What needs to be done
Your answer is the lines from the one that has "If you would be willing to indicate the woman in" through the last line of the records below, retyped exactly and alone.

[Referring expression pointing data]
###
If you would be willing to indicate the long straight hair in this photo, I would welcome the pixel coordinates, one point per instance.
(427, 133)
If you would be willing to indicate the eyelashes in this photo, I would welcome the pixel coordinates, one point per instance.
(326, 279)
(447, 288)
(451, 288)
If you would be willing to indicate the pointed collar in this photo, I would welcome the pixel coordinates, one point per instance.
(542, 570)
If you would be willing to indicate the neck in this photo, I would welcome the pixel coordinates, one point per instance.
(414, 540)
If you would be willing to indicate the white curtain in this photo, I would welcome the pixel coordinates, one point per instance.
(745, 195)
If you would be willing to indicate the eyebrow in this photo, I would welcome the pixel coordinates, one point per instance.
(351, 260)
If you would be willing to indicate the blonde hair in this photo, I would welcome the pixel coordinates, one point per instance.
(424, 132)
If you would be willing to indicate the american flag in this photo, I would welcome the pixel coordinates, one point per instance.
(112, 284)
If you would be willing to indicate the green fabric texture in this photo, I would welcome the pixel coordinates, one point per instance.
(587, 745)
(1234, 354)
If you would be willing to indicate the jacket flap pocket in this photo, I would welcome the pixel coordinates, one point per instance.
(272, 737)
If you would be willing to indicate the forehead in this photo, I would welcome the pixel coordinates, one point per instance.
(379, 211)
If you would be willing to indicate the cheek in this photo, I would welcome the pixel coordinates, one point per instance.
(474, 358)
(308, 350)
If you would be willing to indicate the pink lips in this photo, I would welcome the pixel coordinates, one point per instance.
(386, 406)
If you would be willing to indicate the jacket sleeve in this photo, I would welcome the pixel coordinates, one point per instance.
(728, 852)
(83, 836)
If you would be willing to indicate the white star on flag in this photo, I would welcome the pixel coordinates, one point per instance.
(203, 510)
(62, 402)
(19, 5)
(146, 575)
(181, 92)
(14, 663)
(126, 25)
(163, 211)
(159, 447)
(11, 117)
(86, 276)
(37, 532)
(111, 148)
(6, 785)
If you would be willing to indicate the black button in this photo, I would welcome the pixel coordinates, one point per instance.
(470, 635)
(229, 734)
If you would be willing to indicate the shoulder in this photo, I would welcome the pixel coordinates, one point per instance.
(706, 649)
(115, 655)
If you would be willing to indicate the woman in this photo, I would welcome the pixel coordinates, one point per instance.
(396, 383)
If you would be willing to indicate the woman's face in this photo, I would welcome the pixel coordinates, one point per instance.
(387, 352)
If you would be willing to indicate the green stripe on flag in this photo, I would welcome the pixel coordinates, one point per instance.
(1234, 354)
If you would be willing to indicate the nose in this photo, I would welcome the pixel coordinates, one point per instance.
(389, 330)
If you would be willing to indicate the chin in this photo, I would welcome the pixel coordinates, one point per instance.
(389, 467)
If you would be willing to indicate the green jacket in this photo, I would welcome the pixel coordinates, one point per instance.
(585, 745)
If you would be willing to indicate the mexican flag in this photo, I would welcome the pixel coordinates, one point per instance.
###
Result for this exercise
If you would be willing to indicate the woman in this photo, I would welcome the pixel coordinates, one point per instance.
(396, 383)
If you would be willing to indicate the woman's face in this photo, I would welcome the pixel coordinates, one point per instance.
(387, 352)
If you would be willing to indicate the green stripe on flag in this photo, I would welcome the pixel coordinates, one point per instance.
(1234, 354)
If you would be willing to indicate the nose in this photo, I would welcome the pixel coordinates, one point per instance.
(389, 330)
If you would be willing to indicate the chin in this photo, I would welcome the pixel coordinates, one point per instance.
(389, 467)
If you would be willing to indicate the green jacket in this photo, I would welcome the pixel coordinates, one point per instance.
(585, 745)
If you would be willing to indicate the mexican flag in this photo, I would welcome the pixel coordinates, one point per instance.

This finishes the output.